Share your dilemmas and get honest opinions from other Mumsnetters.

Reasons to have children please

215 replies

Lookingforguidance · 09/01/2021 18:32

Myself and DH both love children and have always wanted them but in the last few months he has been researching a lot about the global impact having them had on the environment and also the fact that there are millions of children in the world who don’t have families. He has now decided that having our own biological ones is unethical when we could adopt. I would love to have one and adopt one.
We’re both looking for reasons to justify having our own (not just for emotional/selfish reasons like to see your own genes passed down/ to experience pregnancy and childbirth/ because it makes you happy etc). I’m really searching for concrete evidence that will convince him we should have just one. Please help. Thank you

OP posts:
blueleonburger · 10/01/2021 09:19

My DH and I had this exact same conversation a few months ago (led to a dilemma, made a MN thread on it).

My reason for having children is that they bring value, lessons and unique experiences to my life. I have a vision of what I want my life to be. Not everyone shares this sentiment and that’s ok just don’t have kids.

#### [SOURCE INFORMATION]
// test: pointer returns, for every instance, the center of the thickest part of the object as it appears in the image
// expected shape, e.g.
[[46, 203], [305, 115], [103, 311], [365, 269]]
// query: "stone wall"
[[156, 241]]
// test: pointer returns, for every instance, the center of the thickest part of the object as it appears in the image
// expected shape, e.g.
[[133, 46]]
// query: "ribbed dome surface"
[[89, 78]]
---
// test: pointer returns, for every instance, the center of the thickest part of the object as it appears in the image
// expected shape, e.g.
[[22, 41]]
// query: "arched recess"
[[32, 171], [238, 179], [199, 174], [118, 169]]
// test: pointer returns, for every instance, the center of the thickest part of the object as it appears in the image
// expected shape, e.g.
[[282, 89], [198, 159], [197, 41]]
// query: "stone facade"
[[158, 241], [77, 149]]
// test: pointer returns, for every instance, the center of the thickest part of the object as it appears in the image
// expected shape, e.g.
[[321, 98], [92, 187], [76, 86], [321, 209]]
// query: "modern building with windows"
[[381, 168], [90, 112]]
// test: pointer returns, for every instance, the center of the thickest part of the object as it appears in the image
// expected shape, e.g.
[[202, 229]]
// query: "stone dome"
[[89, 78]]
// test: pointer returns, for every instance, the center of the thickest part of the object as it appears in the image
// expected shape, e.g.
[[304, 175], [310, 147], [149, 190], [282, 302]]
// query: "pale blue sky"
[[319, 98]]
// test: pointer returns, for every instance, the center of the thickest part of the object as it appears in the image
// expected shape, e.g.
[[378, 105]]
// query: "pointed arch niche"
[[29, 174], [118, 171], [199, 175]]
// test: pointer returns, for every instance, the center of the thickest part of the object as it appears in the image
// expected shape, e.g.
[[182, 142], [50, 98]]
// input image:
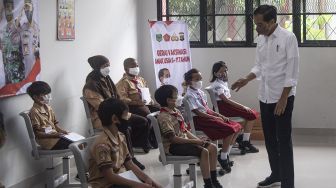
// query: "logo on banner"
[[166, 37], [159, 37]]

#### [ACTION ITEM A]
In the forum thread, what has the original poster's husband decided about having their own biological children?
#### [ACTION ITEM B]
From the forum thread, return the part that opens with the words containing "Lookingforguidance · 09/01/2021" and closes with "and adopt one.".

#### [EXERCISE RESULT A]
He has decided that having their own biological children is unethical when they could adopt.

#### [EXERCISE RESULT B]
Lookingforguidance · 09/01/2021 18:32

Myself and DH both love children and have always wanted them but in the last few months he has been researching a lot about the global impact having them had on the environment and also the fact that there are millions of children in the world who don’t have families. He has now decided that having our own biological ones is unethical when we could adopt. I would love to have one and adopt one.